**WHAT YOU HAVE TO DO**
Count the lines in the records that hold the string "building". Only the number should be given.

*** SOURCE RECORDS Section Begins ***

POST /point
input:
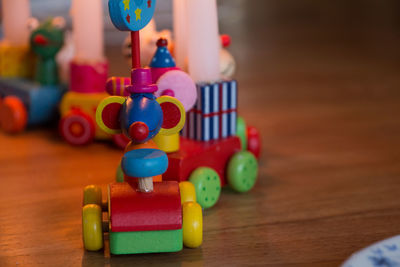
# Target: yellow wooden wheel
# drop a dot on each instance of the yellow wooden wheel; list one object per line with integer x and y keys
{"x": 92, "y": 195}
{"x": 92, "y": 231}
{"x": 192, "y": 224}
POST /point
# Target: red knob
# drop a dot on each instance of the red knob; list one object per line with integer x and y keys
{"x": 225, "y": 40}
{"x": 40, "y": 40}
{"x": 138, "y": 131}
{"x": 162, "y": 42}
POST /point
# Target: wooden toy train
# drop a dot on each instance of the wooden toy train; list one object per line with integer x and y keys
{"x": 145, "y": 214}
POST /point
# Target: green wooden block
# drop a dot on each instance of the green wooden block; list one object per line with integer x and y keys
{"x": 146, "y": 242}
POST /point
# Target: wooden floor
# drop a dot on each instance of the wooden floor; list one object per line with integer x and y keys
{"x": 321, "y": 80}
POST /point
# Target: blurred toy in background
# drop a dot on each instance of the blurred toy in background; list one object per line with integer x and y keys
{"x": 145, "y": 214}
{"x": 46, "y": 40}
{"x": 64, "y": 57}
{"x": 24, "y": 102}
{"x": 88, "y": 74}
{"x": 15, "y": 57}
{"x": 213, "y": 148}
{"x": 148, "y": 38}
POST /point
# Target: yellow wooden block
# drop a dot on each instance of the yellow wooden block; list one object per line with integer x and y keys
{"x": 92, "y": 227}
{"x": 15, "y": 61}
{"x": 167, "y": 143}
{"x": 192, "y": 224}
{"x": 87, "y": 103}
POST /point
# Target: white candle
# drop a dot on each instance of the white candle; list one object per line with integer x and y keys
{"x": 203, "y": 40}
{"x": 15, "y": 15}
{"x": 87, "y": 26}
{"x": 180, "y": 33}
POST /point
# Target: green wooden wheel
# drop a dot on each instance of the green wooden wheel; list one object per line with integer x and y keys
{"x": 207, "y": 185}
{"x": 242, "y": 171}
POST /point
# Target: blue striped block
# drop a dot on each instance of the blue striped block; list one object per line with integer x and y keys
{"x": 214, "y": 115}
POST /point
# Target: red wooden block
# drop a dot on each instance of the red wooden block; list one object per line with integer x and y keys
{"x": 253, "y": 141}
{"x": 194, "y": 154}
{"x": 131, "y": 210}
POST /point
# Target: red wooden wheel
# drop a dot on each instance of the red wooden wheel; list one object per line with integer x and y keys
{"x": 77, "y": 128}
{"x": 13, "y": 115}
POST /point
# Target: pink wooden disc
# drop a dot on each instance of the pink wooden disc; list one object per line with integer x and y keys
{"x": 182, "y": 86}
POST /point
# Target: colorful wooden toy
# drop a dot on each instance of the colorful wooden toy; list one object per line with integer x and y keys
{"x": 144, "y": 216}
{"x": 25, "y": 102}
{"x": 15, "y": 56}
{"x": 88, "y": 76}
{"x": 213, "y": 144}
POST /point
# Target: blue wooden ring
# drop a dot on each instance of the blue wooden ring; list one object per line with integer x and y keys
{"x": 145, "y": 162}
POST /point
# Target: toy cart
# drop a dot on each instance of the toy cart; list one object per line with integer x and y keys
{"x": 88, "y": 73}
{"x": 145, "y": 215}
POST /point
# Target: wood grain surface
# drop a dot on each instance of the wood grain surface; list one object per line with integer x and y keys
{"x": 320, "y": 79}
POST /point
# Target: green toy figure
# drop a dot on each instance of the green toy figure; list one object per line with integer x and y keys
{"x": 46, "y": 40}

*** SOURCE RECORDS Section Ends ***
*** SOURCE RECORDS Section Begins ***

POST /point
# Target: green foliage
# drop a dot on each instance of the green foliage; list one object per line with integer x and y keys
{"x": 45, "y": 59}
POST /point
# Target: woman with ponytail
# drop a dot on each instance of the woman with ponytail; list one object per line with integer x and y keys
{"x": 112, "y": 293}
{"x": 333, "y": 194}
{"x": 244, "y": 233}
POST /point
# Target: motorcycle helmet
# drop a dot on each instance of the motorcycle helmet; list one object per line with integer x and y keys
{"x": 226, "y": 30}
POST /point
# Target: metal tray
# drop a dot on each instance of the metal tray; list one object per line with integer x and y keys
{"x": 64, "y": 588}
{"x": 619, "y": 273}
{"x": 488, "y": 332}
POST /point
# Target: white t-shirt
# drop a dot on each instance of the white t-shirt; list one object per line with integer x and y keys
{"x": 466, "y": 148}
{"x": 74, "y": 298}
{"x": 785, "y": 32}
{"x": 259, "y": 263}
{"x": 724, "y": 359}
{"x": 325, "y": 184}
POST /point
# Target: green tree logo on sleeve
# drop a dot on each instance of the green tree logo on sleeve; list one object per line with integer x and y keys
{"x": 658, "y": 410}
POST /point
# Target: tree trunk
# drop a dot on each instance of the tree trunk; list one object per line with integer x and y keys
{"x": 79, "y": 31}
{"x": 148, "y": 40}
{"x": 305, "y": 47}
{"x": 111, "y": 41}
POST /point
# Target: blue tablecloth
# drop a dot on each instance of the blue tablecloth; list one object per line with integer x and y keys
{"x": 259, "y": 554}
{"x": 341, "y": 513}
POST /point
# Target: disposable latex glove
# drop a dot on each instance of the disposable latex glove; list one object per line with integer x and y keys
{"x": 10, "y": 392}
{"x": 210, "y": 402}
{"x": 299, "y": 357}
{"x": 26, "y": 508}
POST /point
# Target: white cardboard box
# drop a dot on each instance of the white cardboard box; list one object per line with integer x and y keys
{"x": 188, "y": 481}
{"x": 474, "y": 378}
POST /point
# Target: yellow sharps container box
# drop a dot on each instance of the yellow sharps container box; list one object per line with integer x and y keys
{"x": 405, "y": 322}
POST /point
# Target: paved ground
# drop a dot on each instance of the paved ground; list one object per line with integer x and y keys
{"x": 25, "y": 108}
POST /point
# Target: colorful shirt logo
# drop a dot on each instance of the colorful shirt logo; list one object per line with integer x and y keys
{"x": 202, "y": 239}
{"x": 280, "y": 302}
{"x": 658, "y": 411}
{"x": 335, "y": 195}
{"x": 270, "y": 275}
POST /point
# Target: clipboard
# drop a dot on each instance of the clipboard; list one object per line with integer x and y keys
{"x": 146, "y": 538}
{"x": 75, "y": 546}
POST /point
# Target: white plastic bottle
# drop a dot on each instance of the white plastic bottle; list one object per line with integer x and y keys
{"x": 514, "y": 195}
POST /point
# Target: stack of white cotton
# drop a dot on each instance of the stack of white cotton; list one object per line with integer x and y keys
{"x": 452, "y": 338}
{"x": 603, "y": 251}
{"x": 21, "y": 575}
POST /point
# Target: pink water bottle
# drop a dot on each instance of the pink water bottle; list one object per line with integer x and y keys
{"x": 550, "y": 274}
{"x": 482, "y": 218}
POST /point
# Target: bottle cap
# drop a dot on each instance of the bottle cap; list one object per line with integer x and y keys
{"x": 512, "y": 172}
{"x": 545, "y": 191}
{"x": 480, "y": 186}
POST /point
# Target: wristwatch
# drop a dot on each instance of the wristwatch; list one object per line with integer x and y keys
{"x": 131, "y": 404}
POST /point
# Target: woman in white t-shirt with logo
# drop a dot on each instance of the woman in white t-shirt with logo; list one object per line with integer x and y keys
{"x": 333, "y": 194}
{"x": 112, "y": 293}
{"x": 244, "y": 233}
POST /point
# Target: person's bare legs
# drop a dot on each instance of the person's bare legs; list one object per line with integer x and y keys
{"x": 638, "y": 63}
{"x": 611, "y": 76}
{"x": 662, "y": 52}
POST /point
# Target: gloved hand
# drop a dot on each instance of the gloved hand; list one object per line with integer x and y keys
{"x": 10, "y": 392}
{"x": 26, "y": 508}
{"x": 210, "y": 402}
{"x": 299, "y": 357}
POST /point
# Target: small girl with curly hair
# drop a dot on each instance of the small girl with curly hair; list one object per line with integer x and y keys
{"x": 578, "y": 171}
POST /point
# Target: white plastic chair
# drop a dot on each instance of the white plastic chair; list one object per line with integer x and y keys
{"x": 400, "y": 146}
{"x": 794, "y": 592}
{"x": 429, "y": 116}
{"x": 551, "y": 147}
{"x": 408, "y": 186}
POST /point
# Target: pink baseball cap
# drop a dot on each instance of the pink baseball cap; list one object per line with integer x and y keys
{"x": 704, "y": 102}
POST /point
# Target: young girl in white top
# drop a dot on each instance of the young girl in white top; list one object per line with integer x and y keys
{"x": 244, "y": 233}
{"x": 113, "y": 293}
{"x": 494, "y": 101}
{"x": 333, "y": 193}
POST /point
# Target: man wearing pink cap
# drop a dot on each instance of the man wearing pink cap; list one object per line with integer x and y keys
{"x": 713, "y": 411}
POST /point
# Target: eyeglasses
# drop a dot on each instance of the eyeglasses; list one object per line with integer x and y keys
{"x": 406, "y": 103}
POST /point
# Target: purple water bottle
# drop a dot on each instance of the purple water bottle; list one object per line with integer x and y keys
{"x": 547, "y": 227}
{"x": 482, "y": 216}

*** SOURCE RECORDS Section Ends ***
*** SOURCE RECORDS Section Begins ***

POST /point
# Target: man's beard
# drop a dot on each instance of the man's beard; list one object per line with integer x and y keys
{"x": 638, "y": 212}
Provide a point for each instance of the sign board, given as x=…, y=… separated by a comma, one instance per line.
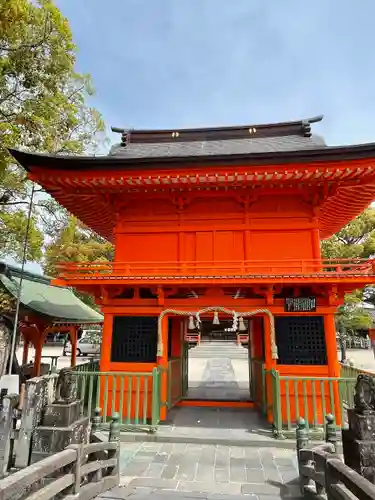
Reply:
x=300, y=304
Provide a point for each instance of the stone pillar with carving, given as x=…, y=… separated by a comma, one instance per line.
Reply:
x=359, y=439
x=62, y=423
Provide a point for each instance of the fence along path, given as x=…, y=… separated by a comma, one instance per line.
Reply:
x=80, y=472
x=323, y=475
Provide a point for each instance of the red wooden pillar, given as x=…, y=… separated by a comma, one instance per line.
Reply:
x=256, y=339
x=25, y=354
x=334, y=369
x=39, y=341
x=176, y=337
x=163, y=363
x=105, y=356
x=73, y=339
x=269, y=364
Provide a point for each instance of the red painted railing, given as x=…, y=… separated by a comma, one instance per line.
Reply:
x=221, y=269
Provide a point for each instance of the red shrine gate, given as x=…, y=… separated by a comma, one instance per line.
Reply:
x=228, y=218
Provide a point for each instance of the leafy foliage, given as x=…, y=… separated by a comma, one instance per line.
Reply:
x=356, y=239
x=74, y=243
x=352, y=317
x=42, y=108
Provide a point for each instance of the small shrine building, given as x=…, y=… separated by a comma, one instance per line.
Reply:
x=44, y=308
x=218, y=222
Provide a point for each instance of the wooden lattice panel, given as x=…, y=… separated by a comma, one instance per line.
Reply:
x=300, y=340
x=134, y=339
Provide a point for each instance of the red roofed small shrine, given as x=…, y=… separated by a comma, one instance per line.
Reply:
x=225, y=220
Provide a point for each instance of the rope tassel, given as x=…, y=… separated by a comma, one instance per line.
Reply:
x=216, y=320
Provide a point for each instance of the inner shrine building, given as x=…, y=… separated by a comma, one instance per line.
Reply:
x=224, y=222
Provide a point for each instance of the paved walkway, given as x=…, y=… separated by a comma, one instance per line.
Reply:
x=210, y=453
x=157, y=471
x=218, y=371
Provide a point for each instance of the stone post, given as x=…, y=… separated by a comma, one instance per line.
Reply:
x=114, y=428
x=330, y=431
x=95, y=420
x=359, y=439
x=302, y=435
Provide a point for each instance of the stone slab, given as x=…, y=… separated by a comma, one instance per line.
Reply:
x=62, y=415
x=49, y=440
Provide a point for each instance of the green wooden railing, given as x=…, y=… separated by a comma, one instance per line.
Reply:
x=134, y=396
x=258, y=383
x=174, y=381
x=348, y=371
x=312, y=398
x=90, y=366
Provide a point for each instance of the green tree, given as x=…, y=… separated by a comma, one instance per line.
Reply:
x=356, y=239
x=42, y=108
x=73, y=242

*** SOURCE RECORDS Section Ends ***

**SOLUTION TO THIS EXERCISE**
2